Each record must be output exactly and in full.
-- Opening Marker --
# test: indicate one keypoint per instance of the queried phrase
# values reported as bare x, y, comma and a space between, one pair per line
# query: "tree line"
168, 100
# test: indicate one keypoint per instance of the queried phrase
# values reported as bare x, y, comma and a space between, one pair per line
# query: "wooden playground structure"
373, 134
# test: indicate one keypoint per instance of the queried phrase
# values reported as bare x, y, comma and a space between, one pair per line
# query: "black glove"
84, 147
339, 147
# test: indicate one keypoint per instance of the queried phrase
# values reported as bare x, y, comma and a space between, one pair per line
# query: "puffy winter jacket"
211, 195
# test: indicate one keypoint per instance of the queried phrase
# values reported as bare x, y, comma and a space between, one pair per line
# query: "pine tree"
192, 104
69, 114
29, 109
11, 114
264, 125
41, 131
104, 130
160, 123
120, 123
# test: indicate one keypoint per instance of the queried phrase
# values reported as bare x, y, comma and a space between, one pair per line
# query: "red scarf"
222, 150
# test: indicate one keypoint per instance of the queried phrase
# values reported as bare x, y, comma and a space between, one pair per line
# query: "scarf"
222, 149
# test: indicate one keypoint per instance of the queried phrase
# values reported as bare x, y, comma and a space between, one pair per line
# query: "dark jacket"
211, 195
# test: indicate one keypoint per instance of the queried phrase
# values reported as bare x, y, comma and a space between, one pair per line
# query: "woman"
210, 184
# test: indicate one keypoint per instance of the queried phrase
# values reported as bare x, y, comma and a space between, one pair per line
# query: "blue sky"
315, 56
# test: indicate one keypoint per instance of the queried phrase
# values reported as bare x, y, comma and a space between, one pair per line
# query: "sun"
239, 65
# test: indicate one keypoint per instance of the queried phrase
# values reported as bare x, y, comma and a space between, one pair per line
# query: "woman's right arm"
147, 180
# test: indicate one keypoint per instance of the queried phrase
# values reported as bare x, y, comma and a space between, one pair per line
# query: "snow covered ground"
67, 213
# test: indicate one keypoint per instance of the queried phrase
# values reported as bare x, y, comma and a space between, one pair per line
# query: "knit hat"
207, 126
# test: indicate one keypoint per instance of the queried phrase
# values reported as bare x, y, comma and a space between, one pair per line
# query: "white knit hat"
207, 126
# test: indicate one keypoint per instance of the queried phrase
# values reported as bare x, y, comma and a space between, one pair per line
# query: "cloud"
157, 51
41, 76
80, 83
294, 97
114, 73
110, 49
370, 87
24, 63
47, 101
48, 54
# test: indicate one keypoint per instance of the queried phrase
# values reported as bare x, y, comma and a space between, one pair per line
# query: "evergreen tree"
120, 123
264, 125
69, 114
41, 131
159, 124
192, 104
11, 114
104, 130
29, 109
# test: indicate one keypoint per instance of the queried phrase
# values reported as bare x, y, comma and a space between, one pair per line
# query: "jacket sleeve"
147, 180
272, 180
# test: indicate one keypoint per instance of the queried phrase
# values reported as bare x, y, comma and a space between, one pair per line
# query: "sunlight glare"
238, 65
-- Closing Marker --
### RESULT BELOW
# test: indicate one keypoint per instance of the queried phrase
# values reported as bare x, y, comma and a space between, one pair per line
# query: "tree line"
168, 100
# test: indicate one keypoint per instance of the queried phrase
# values reported as bare x, y, comma and a space between, one pair per line
# query: "wooden playground structure"
373, 134
# test: indicate one keypoint per instance of the queried phrase
# values reported as bare x, y, comma and a space between, one pair per line
# query: "black glove"
84, 147
339, 147
# test: indicate one keypoint per instance of the queried phrase
# values reported as bare x, y, comma and a space between, one pair per line
# query: "puffy winter jacket"
211, 195
# test: indicate one keypoint per instance of the queried phrase
# values reported as bare x, y, comma and a space between, one pair per line
# query: "pine tree"
192, 104
69, 114
29, 109
11, 114
264, 125
41, 131
104, 130
160, 123
120, 123
# test: indicate one keypoint per instance of the queried phrase
# values reported as bare x, y, comma and a space between, one pair per line
# query: "red scarf"
222, 150
# test: indicate one keypoint per instance of the queried phrase
# values reported as bare x, y, comma and a space between, one pair per line
# query: "scarf"
222, 149
# test: indicate one keypoint per instance of the queried phrase
# values reported as bare x, y, comma and a space between, one pair per line
# query: "dark jacket"
211, 195
# test: indicate one keypoint per instance of the queried phrase
# values reported as bare x, y, comma and a space between, one pair per line
# query: "woman"
210, 184
# test: indicate one keypoint per instance of the queried phrase
# values reported as bare x, y, comma and a space between, one pair per line
# query: "blue sky"
315, 56
# test: indicate one keypoint per instance of the queried phrase
# values reported as bare x, y, comma and a space between, one pair per line
# query: "sun"
239, 65
# test: indicate one keypoint per instance of the queried phrase
# values reported as bare x, y, comma and a space between, one pair per line
# query: "woman's right arm"
147, 180
# test: indicate one keypoint per instance of the queried phrase
# values reported as bare x, y, comma and a space between, one pair per line
# query: "snow covered ground"
67, 213
# test: indicate one keypoint per instance of the queried phrase
# values reported as bare x, y, comma and a space between, one pair per line
# query: "knit hat"
207, 126
# test: indicate one keypoint per instance of the queried phrase
# values reported as bare x, y, comma and a space between, one pair per line
# query: "white knit hat"
207, 126
# test: indicate one keypoint per instance of the queried phrase
# values reported as bare x, y, comma and a space between, one pair per line
# query: "cloud"
157, 51
41, 76
80, 83
294, 97
114, 73
110, 49
370, 87
24, 63
47, 101
48, 54
# test: indicate one keypoint per instance of the queried phrase
# values reported as bare x, y, comma and a space between, one pair per line
# query: "evergreen tree"
120, 123
264, 125
69, 114
41, 131
159, 124
192, 104
11, 114
104, 130
29, 109
# test: indicate one keypoint per instance of the queried phrase
# values reported as bare x, y, comma and a space between, one pair per line
# query: "jacket sleeve"
147, 180
272, 180
# test: indicate one keypoint per instance of the queried phrase
# values reported as bare x, y, comma and a space between, one pair per line
# query: "sunlight glare"
238, 65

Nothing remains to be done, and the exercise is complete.